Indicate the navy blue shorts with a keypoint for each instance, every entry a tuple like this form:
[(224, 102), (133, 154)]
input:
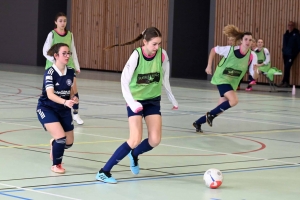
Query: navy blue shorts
[(64, 117), (149, 108), (224, 88)]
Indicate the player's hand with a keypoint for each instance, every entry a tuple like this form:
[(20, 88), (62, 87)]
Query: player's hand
[(75, 99), (175, 108), (208, 70), (69, 103), (255, 68)]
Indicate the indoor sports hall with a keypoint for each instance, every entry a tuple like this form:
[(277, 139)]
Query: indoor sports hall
[(196, 44), (255, 144)]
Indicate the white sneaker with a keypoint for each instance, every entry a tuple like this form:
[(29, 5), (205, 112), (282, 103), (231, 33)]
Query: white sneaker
[(77, 119)]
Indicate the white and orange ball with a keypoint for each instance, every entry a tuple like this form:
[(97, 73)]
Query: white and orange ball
[(213, 178)]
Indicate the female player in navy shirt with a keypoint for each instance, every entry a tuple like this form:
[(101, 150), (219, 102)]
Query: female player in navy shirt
[(54, 105)]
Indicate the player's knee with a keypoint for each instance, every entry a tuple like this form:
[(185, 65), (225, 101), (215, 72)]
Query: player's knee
[(61, 140), (233, 102), (68, 146), (134, 142)]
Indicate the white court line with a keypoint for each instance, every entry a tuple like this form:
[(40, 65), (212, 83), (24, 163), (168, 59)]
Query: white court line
[(179, 147), (30, 190), (193, 148)]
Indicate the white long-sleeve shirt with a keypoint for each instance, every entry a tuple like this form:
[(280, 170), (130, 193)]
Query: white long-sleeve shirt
[(48, 45), (129, 70), (224, 51)]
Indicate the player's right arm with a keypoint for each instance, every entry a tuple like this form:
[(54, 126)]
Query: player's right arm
[(125, 81), (49, 87), (47, 46)]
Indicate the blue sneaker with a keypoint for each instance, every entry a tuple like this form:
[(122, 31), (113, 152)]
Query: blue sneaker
[(105, 177), (134, 166)]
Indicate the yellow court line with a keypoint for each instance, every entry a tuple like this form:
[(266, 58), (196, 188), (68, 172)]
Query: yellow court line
[(165, 138)]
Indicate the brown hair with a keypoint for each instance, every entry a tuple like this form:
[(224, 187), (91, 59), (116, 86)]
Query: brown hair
[(60, 14), (147, 34), (233, 31), (55, 49)]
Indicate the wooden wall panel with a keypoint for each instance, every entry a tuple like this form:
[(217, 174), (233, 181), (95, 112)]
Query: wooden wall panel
[(100, 23), (266, 19)]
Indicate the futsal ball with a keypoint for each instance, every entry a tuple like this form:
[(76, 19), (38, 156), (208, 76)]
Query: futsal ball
[(213, 178)]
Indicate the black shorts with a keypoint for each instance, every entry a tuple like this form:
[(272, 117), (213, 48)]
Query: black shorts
[(149, 108), (223, 88)]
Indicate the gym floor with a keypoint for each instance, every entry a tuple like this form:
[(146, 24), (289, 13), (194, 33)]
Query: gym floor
[(255, 144)]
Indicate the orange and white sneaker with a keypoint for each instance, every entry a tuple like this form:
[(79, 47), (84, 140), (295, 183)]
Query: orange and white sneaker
[(58, 169), (51, 156)]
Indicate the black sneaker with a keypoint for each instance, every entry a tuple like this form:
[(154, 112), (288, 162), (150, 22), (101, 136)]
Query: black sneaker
[(198, 127), (209, 118)]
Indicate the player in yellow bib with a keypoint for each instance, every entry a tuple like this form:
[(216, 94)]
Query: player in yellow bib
[(237, 61), (143, 76)]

* [What needs to be done]: Copy every line above word for word, from the first to the last, and leave out the picture.

* [Result]:
Indicate the navy blue shorts with a keypoint for each instance, every entry a tuple like this form:
[(224, 102), (133, 154)]
input:
Query: navy blue shorts
[(64, 117), (149, 108), (224, 88)]
Indicate the player's hand with a keypoint for each instance, every entry a tuple like this form:
[(20, 88), (62, 87)]
Query: player's hand
[(75, 99), (175, 108), (208, 70), (69, 103), (255, 68)]
Indicate the indoor sports hall with a keypoint for each instance, every entry a tuple like this form:
[(277, 139)]
Query: indoor sports hall
[(196, 44), (255, 144)]
Indicate the white sneaker with a keypoint for each instance, every entry a tuple like this form:
[(29, 5), (205, 112), (282, 103), (231, 33)]
Query: white sneaker
[(77, 119)]
Indicate the white and orange ball with a keypoint for each instance, every entry a tuple like this form:
[(97, 73)]
Query: white and orange ball
[(213, 178)]
Indicate the female player in navy shirt with a keypoint for each instance, every entry a tuple like this form:
[(101, 150), (219, 102)]
Query: female player in navy shirt
[(54, 105)]
Indicate the player's knee with a keypoint for each instance, every entry a tuple like this form:
[(185, 65), (225, 101), (215, 72)]
Query: player's knee
[(61, 140), (233, 102), (68, 146), (134, 142)]
Indicate the white court line with a keypoint for each instance, every entry a tuple like this form:
[(40, 65), (212, 83), (24, 163), (168, 59)]
Query: white court line
[(179, 147), (30, 190), (193, 148)]
Indicate the white long-sleeve shirt with a keypoint for each instance, every entry a tuple like this form:
[(280, 170), (130, 193)]
Query: white long-sleeve shirt
[(48, 45), (129, 70), (224, 51)]
Indicate the player's right arm with a keypoint for each instance, every entry a tuple like this form:
[(54, 126)]
Query: player's right arm
[(125, 81), (49, 87), (47, 46)]
Indicate the blue sneaker with a keypoint for each instance, every entry a tuple like this form:
[(122, 31), (113, 152)]
Query: blue sneaker
[(105, 177), (134, 166)]
Indicate the yellow court line with a keypoint for each instance, every entry a tuple like this form:
[(266, 58), (196, 188), (68, 172)]
Query: yellow court line
[(165, 138)]
Indicate the brown hair with a keypoint for each instance, every entry a tuple like this form:
[(224, 187), (91, 59), (116, 86)]
Query: brown hair
[(60, 14), (147, 34), (233, 31), (55, 49)]
Indicate the wooden wall panel with a keypoint for each instance, every entry a tuple like this form:
[(217, 174), (233, 181), (95, 112)]
Query: wooden wall panel
[(100, 23), (266, 19)]
Indicate the futsal ball with a keypoint for each instance, every entry a tuple like this form:
[(76, 19), (38, 156), (208, 76)]
Query: futsal ball
[(213, 178)]
Indicate the black shorts with a keypoint for each instance, every entry a tuple like this form:
[(272, 117), (213, 48)]
Query: black shorts
[(149, 108), (223, 88)]
Indicate the gym floor with a keypoint for each instance, every entry a tuple like this form:
[(146, 24), (289, 13), (194, 33)]
Query: gym floor
[(255, 144)]
Indicate the orange and white sneaker with a keypoint for each instance, every entry a tuple like this form:
[(79, 47), (84, 140), (295, 183)]
Query: orange and white sneaker
[(58, 169), (51, 156)]
Indicate the black sneaker with a keypoint for each instance, every entry a tuple like this form:
[(154, 112), (288, 162), (150, 22), (101, 136)]
Query: black sneaker
[(198, 127), (209, 118)]
Indicate the player in yellow bib with a keypoint for each instance, every entry a tuple like this form:
[(216, 94)]
Query: player in yellow bib
[(237, 61), (143, 76)]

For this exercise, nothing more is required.